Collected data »
_____

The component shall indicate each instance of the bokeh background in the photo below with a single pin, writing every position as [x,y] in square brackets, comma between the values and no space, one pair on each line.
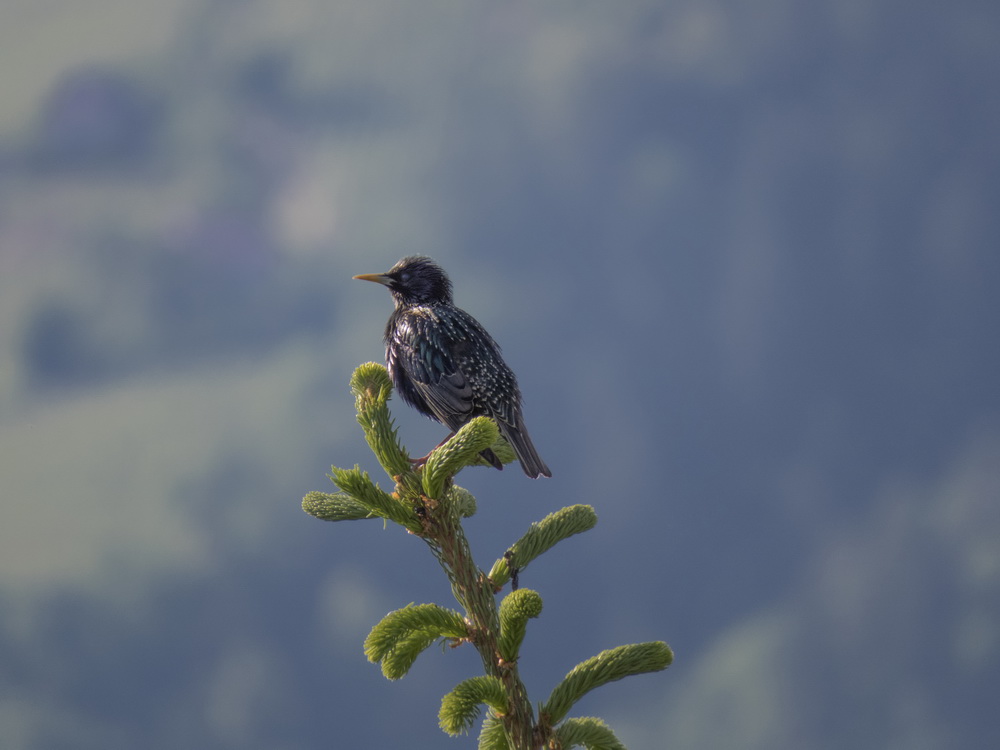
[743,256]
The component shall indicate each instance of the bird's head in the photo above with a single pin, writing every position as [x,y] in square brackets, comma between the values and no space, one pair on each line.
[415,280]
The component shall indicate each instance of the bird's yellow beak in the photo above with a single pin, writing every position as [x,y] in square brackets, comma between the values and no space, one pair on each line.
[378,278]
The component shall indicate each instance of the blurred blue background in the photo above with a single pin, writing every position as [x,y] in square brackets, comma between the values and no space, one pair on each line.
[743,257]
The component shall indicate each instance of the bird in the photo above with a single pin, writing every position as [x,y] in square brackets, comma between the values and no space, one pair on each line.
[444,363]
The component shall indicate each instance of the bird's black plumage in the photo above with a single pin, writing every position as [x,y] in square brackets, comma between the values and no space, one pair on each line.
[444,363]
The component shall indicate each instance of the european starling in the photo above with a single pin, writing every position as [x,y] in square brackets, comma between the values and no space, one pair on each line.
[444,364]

_____

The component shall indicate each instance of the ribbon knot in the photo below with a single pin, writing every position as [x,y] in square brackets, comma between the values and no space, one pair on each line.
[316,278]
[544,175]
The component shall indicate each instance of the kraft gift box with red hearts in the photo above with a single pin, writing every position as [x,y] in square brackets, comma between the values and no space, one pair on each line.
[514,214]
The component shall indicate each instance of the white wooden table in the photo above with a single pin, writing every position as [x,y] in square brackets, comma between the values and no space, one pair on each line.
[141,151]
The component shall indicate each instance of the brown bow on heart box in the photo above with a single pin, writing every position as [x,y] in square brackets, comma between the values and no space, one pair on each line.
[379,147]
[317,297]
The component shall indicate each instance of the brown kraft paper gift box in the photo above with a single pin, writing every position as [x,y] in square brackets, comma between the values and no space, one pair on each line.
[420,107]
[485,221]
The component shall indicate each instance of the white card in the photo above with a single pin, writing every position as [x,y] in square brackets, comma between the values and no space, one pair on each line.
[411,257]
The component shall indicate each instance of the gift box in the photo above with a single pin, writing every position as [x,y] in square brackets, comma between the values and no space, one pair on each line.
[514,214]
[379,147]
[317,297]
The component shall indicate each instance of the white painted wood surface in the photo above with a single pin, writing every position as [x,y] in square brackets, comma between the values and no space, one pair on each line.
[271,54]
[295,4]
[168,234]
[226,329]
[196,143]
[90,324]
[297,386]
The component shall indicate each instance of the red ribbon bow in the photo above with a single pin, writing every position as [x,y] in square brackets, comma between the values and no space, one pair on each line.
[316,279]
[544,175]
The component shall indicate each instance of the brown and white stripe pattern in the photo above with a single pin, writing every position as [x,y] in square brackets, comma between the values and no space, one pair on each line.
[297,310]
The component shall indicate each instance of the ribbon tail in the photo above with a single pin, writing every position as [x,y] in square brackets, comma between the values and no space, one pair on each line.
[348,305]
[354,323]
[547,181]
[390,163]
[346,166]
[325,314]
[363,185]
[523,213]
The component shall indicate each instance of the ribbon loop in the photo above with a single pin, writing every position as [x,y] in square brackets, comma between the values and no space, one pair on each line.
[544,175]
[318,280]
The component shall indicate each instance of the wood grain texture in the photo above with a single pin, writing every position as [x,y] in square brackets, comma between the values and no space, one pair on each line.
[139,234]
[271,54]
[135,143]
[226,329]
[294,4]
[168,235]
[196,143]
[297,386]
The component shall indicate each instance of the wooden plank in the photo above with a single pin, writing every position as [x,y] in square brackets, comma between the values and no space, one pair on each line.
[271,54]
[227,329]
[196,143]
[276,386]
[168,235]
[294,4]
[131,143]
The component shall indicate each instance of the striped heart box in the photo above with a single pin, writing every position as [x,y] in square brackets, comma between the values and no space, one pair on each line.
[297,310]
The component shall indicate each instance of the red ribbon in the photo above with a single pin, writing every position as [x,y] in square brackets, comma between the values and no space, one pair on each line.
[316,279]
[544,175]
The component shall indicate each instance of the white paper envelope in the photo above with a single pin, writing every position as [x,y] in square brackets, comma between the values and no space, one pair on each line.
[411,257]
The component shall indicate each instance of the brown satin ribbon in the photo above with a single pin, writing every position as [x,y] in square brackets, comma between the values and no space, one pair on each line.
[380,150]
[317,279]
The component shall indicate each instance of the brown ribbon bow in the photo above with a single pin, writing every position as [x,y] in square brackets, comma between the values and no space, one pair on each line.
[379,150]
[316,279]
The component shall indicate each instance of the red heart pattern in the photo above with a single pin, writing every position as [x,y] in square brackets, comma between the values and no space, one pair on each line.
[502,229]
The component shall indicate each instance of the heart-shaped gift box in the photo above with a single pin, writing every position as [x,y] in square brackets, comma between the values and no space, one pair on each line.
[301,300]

_____

Task instructions » How many lines of the records above contain the string "satin"? Treat case as significant, and reply with the number only.

Response to the task » 1